── Records supplied

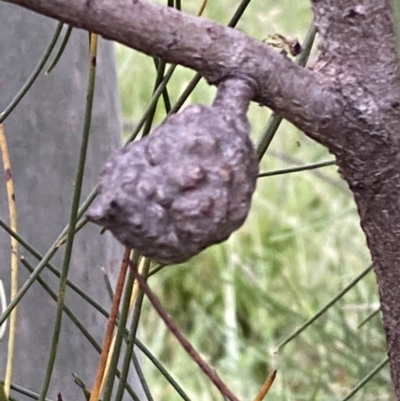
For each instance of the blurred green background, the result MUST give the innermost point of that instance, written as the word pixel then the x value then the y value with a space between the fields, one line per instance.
pixel 301 245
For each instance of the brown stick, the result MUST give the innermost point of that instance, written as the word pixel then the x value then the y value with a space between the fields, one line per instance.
pixel 265 387
pixel 94 396
pixel 210 373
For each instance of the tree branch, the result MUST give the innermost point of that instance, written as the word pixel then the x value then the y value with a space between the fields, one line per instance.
pixel 297 94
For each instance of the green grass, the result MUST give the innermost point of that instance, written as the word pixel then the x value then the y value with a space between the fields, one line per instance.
pixel 301 244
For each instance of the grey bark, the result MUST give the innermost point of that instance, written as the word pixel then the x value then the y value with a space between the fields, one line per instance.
pixel 44 137
pixel 349 101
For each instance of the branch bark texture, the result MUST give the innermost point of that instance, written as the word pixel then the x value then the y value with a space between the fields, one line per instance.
pixel 349 101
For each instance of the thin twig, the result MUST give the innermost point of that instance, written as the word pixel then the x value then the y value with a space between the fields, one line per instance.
pixel 14 257
pixel 73 217
pixel 211 374
pixel 266 386
pixel 94 396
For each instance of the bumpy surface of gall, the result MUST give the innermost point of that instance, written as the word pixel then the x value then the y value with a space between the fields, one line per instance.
pixel 185 186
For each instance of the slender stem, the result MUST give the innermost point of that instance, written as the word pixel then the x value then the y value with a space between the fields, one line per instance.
pixel 141 377
pixel 297 169
pixel 22 92
pixel 94 396
pixel 119 336
pixel 12 209
pixel 73 217
pixel 132 336
pixel 211 374
pixel 265 387
pixel 61 49
pixel 157 93
pixel 81 327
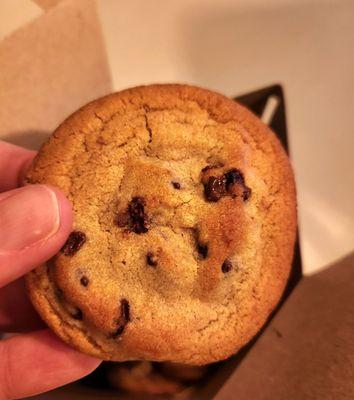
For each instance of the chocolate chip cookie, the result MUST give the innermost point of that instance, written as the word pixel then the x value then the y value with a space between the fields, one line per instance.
pixel 184 226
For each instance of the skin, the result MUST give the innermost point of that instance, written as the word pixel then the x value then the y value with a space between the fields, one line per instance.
pixel 34 348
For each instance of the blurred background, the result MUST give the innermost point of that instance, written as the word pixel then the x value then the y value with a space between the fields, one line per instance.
pixel 239 46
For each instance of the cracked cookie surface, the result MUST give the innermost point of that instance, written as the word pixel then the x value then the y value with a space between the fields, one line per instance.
pixel 184 226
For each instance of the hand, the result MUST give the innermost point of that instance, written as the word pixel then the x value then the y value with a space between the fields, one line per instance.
pixel 34 223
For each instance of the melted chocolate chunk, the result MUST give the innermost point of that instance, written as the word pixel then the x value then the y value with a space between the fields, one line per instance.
pixel 77 314
pixel 84 281
pixel 246 193
pixel 217 187
pixel 234 176
pixel 122 219
pixel 176 185
pixel 134 218
pixel 74 243
pixel 213 166
pixel 202 250
pixel 138 218
pixel 123 319
pixel 226 266
pixel 151 259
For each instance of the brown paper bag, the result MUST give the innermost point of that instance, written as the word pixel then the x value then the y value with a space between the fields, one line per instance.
pixel 49 68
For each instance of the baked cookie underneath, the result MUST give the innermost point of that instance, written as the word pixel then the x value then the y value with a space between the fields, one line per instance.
pixel 184 226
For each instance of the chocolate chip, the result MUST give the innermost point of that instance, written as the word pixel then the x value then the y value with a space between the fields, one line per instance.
pixel 138 218
pixel 176 185
pixel 234 176
pixel 226 266
pixel 84 281
pixel 123 319
pixel 135 218
pixel 122 219
pixel 77 314
pixel 215 188
pixel 151 259
pixel 246 193
pixel 74 243
pixel 213 166
pixel 202 250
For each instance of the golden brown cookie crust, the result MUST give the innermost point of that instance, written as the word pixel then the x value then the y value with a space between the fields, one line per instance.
pixel 143 150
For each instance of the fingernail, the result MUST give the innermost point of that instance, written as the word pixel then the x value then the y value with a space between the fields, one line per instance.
pixel 28 216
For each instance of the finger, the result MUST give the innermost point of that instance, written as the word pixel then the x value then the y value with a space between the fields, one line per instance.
pixel 14 161
pixel 34 223
pixel 16 311
pixel 38 362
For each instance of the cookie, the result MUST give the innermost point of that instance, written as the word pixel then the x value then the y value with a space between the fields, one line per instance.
pixel 184 226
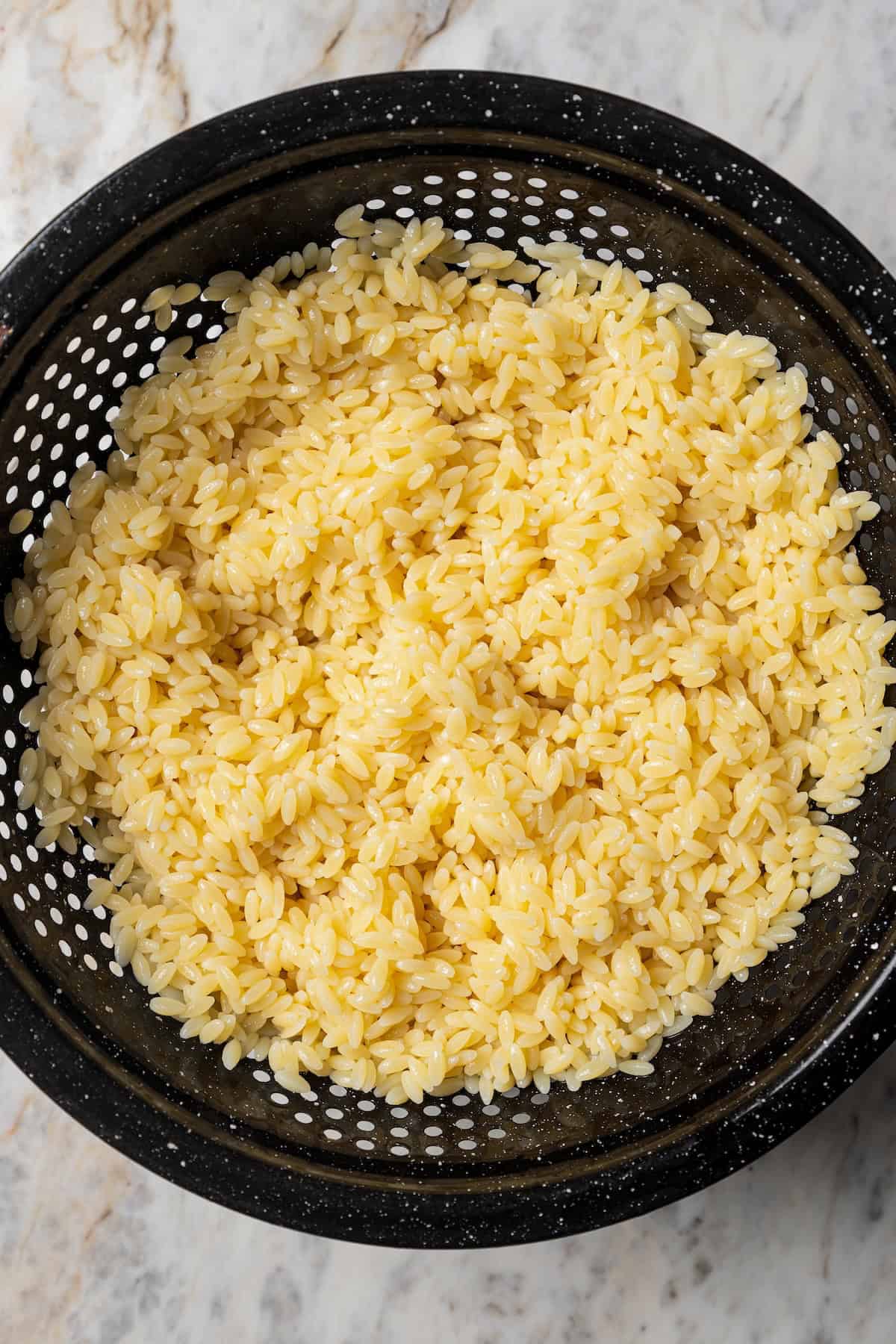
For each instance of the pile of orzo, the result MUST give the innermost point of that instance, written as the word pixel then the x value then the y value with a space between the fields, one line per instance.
pixel 455 678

────

Apart from the images, print all the material above exactly as given.

Output for this task |
For each instance of the blurred green background, the result MUST give the innermost point of that instance, written as the word pixel then the x value then the y value with a space between the fields, one line per instance.
pixel 301 245
For each instance of the brown stick, the result MUST give the innermost point of that instance, written as the word pixel then the x value then the y value with a space between the fields, one line per instance.
pixel 265 387
pixel 94 396
pixel 210 373
For each instance of the tree branch, the result MUST give the innermost point of that instance, written as the word pixel then the x value then the y value with a space between the fields, one line per instance.
pixel 297 94
For each instance of the green grass, the result MUST give the innermost point of that instance, written as the word pixel then the x value then the y value with a space between the fields, one line per instance.
pixel 301 244
For each instance of the grey bark, the result MUST give the innermost point of that instance, written as the word pixel then the x value then the y value with a space between the fields, one line per instance.
pixel 44 137
pixel 349 101
For each instance of the branch bark texture, the result MUST give the innermost point of that instance, written as the word pixel then the x value then the y value with a space between the fields, one line per instance.
pixel 349 101
For each instance of the thin twig, the result MUST give the innermost point of that instance, written as the word pixel then the x value then the y value with a space between the fields, one line per instance.
pixel 14 257
pixel 73 217
pixel 211 374
pixel 266 386
pixel 94 396
For each instance of the bumpy surface of gall, the result MUST give the innermost point of that instance, written as the word pixel then the x value then the y value with a space between the fields, one line per instance.
pixel 185 186
For each instance of the slender stem, the result MUST give the innermost point of that instance, written as the word pixel then the x value then the y value with a space between the fields, one line per instance.
pixel 141 377
pixel 297 169
pixel 22 92
pixel 94 396
pixel 119 336
pixel 12 209
pixel 73 217
pixel 132 336
pixel 211 374
pixel 265 387
pixel 61 49
pixel 157 93
pixel 81 327
For each instance of the chocolate chip cookie, the result MUST give the innermost point of that instance, written as the word pixel then the x value then the y value with a space between the fields, one line per instance.
pixel 184 226
For each instance of the skin, the result MUST give the innermost point of that instance, written as the word pixel then the x value then the y value with a space between the fields, one line per instance.
pixel 34 348
For each instance of the blurred background, the result MUST give the innermost point of that instance, written as the word pixel then the x value then the y value with a space between the fields, one line per instance.
pixel 239 46
For each instance of the cracked cookie surface, the result MUST give the innermost point of that instance, written as the word pixel then the x value then the y value with a space between the fields, one line per instance.
pixel 184 226
For each instance of the hand, the result MUST give the innermost point of that instance, written as the word pixel then the x value then the y value with a space between the fields, one line per instance.
pixel 34 223
For each instance of the melted chocolate chunk, the result MUST give the innermost point of that instance, written as the word pixel then the x value then the y value with a space between the fields, one line per instance.
pixel 77 314
pixel 84 281
pixel 246 193
pixel 217 187
pixel 234 176
pixel 122 219
pixel 176 185
pixel 134 218
pixel 74 243
pixel 213 166
pixel 202 250
pixel 138 218
pixel 123 319
pixel 226 266
pixel 151 259
For each instance of the brown paper bag, the result MUST give the innermost point of that instance, written as the word pixel then the x value then the y value with a space between the fields, one line per instance.
pixel 49 68
For each instance of the baked cookie underneath, the result MUST give the innermost point of that instance, written as the word pixel then the x value then the y value with a space between the fields, one line per instance.
pixel 184 226
For each instance of the chocolate chip, the result MUST give the innermost point of that instance, written as the word pixel then the x value then the y value with a space between the fields, one line per instance.
pixel 138 218
pixel 176 185
pixel 234 176
pixel 226 266
pixel 84 281
pixel 123 319
pixel 135 218
pixel 122 219
pixel 77 314
pixel 215 188
pixel 151 259
pixel 246 193
pixel 74 243
pixel 213 166
pixel 202 250
For each instance of the golden brown cookie crust, the result MUST give the innermost point of that instance, written as the word pixel then the x value then the y value with a space between the fields, one line per instance.
pixel 143 150
For each instance of the fingernail, the result MUST give the innermost point of that instance, written as the word pixel then the x value then the y value with a space between the fields, one line per instance.
pixel 28 216
For each instance of the finger, the result MUST give the innermost point of that instance, written as the word pixel then the x value then the y value with a space between the fields, one line per instance.
pixel 14 161
pixel 34 223
pixel 16 311
pixel 38 362
For each instance of the cookie, the result MUST give the innermost point of that instance, written as the word pixel then the x value then the y value with a space between the fields, one line per instance.
pixel 184 226
For each instance of the pile of orzo, the result MUST give the innermost point of that instance, written as the word pixel then the x value then the y value with a space between the fields, one line per instance.
pixel 455 678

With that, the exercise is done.